MATERIAL PROVIDED:
+ + + + + + +
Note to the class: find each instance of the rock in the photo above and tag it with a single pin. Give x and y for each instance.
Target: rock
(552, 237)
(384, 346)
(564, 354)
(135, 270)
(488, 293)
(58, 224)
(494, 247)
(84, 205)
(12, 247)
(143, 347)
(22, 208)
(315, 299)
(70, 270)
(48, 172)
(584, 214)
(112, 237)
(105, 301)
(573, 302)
+ + + + + + +
THE PROBLEM:
Rewrite the listing above with every "rock" changed to "stone" and all other text left as it is.

OUTPUT FOR THIS TASK:
Note to the class: find each instance of the stone in the photo above and tag it with a single pin. Give x and y for each instance.
Target: stone
(552, 237)
(384, 346)
(564, 354)
(135, 270)
(488, 293)
(58, 224)
(494, 247)
(84, 205)
(12, 247)
(143, 347)
(22, 208)
(315, 299)
(70, 270)
(48, 172)
(584, 214)
(112, 237)
(105, 301)
(573, 302)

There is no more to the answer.